No es la primera vez, ni siempre está Alá de por medio, aunque suele estar Dios. También lo hace el nacionalismo, otro cáncer de la Humanidad bajo el que tanta rata se ampara. El pasado abunda en ejemplos, desde Susana y los viejos en la Biblia hasta el inquisidor que tortura a la hereje o la bruja, y también la Historia reciente. Lo destacado es que esa chusma se ceba especialmente en las mujeres: aceite de ricino, asesinatos y violaciones en la Guerra Civil, sacerdotes señalando desde el púlpito a las pecadoras, colaboracionistas rapadas y violadas en la Segunda Guerra Mundial. Pero no hace falta mirar atrás: ortodoxos judíos escupen hoy a unas monjas o acosan a una mujer que viste poca ropa, desde un cafetín moruno se insulta a una joven de falda corta llamándola puta, chicas jóvenes son apaleadas en Irán por no llevar bien puesto el velo… Lugares sombríos cerrados a la razón, donde a las mujeres libres se las desprecia y daña, como a la viuda de Zorba el griego. Como a las adúlteras afganas apedreadas por los varones felices de participar en el castigo, también al grito de Dios es Grande.

**EXTRACTOS DE DATOS:**
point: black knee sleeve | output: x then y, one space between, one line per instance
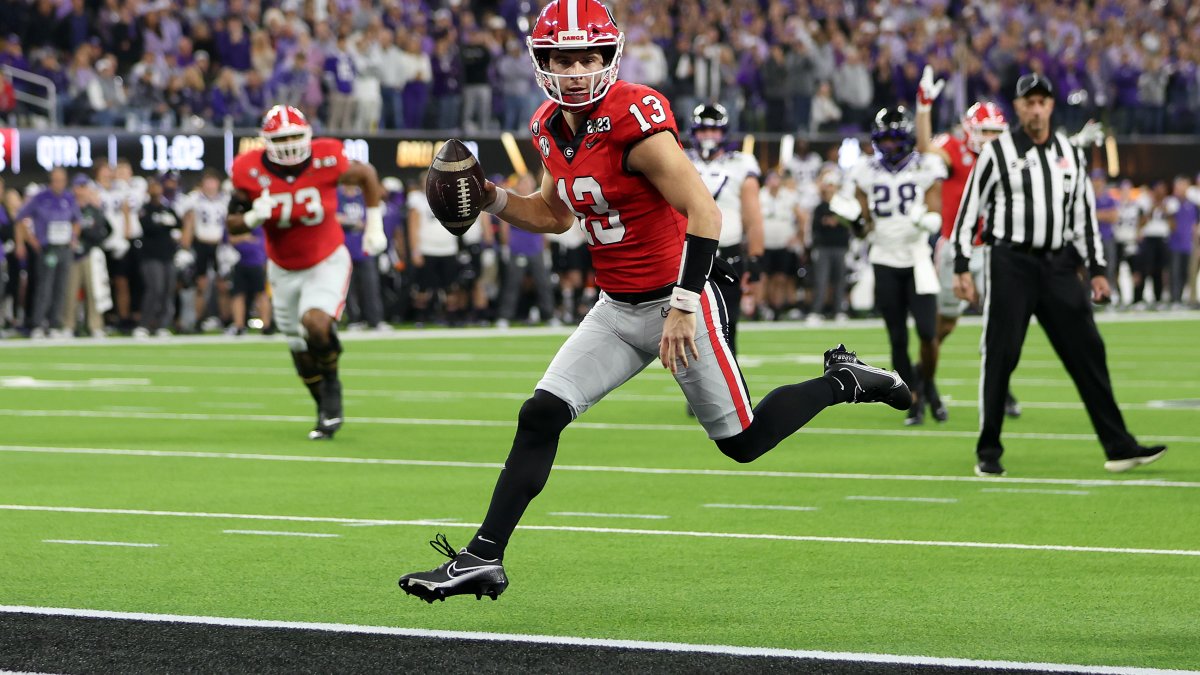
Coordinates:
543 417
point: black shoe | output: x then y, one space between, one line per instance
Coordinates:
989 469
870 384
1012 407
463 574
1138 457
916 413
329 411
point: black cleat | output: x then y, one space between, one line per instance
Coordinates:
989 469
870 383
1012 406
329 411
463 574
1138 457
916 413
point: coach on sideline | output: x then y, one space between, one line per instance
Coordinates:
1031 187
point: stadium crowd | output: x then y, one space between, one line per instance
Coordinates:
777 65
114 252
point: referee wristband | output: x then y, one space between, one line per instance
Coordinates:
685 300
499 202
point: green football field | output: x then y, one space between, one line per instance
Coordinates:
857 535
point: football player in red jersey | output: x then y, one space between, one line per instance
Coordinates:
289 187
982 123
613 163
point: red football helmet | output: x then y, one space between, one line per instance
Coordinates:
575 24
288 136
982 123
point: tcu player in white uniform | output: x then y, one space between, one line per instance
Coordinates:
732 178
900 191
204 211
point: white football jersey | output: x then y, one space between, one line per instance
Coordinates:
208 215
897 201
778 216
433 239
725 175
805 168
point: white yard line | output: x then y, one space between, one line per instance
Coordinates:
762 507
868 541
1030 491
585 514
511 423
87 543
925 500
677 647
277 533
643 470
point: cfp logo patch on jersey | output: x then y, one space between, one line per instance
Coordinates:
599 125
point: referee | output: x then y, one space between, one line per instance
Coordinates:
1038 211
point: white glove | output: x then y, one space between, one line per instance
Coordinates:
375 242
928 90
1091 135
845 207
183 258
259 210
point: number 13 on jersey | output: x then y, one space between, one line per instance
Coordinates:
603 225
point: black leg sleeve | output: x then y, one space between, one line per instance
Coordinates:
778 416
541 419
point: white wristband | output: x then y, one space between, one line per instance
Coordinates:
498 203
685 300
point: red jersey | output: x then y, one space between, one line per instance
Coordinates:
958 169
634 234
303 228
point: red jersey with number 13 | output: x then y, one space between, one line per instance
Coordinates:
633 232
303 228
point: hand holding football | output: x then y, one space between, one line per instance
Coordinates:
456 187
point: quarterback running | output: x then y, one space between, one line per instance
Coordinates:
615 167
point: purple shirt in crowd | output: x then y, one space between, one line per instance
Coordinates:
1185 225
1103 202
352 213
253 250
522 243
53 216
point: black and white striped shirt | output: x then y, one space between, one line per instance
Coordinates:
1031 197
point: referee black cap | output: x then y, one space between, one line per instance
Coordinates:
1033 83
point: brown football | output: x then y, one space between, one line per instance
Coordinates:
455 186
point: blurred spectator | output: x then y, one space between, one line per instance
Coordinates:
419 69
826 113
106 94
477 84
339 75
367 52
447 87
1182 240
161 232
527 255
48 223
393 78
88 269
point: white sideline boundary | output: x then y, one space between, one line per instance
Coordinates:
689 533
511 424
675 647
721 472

**TAREAS:**
a. Según el fragmento, ¿por qué son apaleadas chicas jóvenes en Irán?
b. Traduzca al inglés esta oración del fragmento: «También lo hace el nacionalismo, otro cáncer de la Humanidad bajo el que tanta rata se ampara.»
c. Indique si cada afirmación concuerda con el fragmento: (i) Dios nunca está de por medio. (ii) La chusma se ceba especialmente en las mujeres. (iii) Las adúlteras afganas son apedreadas por mujeres.

**SOLUCIONES:**
a. Por no llevar bien puesto el velo.

b. Nationalism does it too, another cancer of Humanity under which so many rats take shelter.

c.
(i) No: «aunque suele estar Dios».
(ii) Sí: «esa chusma se ceba especialmente en las mujeres».
(iii) No: «apedreadas por los varones felices de participar en el castigo».